** Opening Data block **

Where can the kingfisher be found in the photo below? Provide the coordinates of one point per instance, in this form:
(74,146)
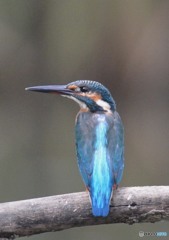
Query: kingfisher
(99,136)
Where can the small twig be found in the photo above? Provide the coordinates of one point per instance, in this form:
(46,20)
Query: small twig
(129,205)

** Closing Data block **
** Opening Data block **

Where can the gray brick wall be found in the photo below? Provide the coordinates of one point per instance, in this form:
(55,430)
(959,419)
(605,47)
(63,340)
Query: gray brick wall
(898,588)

** Closing Data block **

Exercise prompt: I need each line of the entries that holds the string "found" located and copied.

Written answer:
Where can the kingfisher be found in the photo below? Provide the coordinates of one point per instance, in this form:
Where can the small twig be found in the photo above? Provide the coordinates of one point per instance, in this form:
Where can the gray brick wall be found in the photo below? Provide the coordinates of one point per instance, in this form:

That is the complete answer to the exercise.